**WHAT IS ASKED**
[A] Using the C++ thread below, explain why the version of Ship with a user-defined destructor but no copy constructor fails to compile.
[B] Rewrite the rows that follow the C++ thread, replacing "layout" with "structure" and keeping everything else unchanged.
## begin EXCERPTED TEXT
问题
The following code compiles:
#include <vector>
#include <iostream>
#include <memory>
using namespace std;
class container
{
public:
container(){}
~container(){}
};
class Ship
{
public:
Ship(){}
//Ship(const Ship & other){cout<<"COPY"<<endl;}
//~Ship(){}
std::unique_ptr<container> up;
};
Ship buildShip()
{
Ship tmp;
return tmp;
}
int main(int argc, char *argv[])
{
return 0;
}
But if we include the user defined destructor ~Ship(){}
, the code will only compile if we also include the user defined copy constructor Ship(const Ship & other){cout<<"COPY"<<endl;}
In short:
Compiles:
Ship(){}
//Ship(const Ship & other){cout<<"COPY"<<endl;}
//~Ship(){}
Compiles:
Ship(){}
Ship(const Ship & other){cout<<"COPY"<<endl;}
~Ship(){}
Does NOT Compile:
Ship(){}
//Ship(const Ship & other){cout<<"COPY"<<endl;}
~Ship(){}
Why does the insertion of user defined destructor require an user defined copy constructor and why do we need a copy constructor in the above example at all?
I would expect that there is no copy constructor needed in the example above, as unique_ptr can not even be copied.
回答1:
The code gets compiled because buildShip()
would use the move constructor automatically generated by the compiler when returning tmp
. Adding user-declared destructor prevents the compiler from auto-generating one. E.g., see this or this questions. And the compiler-generated copy constructor can not be used because of the member up
which is std::unique_ptr
. And copy constuctor of unique_ptr
is explicitly deleted.
## end EXCERPTED TEXT
## begin RECORDS SUPPLIED
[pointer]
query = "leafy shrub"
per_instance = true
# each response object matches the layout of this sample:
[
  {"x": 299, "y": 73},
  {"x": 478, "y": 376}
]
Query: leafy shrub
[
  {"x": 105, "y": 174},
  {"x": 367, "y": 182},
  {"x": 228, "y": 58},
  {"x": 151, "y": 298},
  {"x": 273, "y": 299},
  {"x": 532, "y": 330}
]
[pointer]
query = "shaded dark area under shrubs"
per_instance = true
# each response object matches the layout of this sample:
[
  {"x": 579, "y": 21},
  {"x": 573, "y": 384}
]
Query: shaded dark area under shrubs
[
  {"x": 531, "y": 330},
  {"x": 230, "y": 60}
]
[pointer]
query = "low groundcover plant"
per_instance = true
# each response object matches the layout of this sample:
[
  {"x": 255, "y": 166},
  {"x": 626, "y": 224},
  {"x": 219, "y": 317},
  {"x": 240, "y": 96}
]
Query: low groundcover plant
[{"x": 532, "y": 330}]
## end RECORDS SUPPLIED
**TASK ANSWERS**
[A] A user-declared destructor stops the compiler from generating a move constructor, so returning tmp from buildShip() needs a copy constructor instead. The compiler-generated copy constructor can't be used because the member up is a std::unique_ptr, whose copy constructor is explicitly deleted.

[B]
[pointer]
query = "leafy shrub"
per_instance = true
# each response object matches the structure of this sample:
[
  {"x": 299, "y": 73},
  {"x": 478, "y": 376}
]
Query: leafy shrub
[
  {"x": 105, "y": 174},
  {"x": 367, "y": 182},
  {"x": 228, "y": 58},
  {"x": 151, "y": 298},
  {"x": 273, "y": 299},
  {"x": 532, "y": 330}
]
[pointer]
query = "shaded dark area under shrubs"
per_instance = true
# each response object matches the structure of this sample:
[
  {"x": 579, "y": 21},
  {"x": 573, "y": 384}
]
Query: shaded dark area under shrubs
[
  {"x": 531, "y": 330},
  {"x": 230, "y": 60}
]
[pointer]
query = "low groundcover plant"
per_instance = true
# each response object matches the structure of this sample:
[
  {"x": 255, "y": 166},
  {"x": 626, "y": 224},
  {"x": 219, "y": 317},
  {"x": 240, "y": 96}
]
Query: low groundcover plant
[{"x": 532, "y": 330}]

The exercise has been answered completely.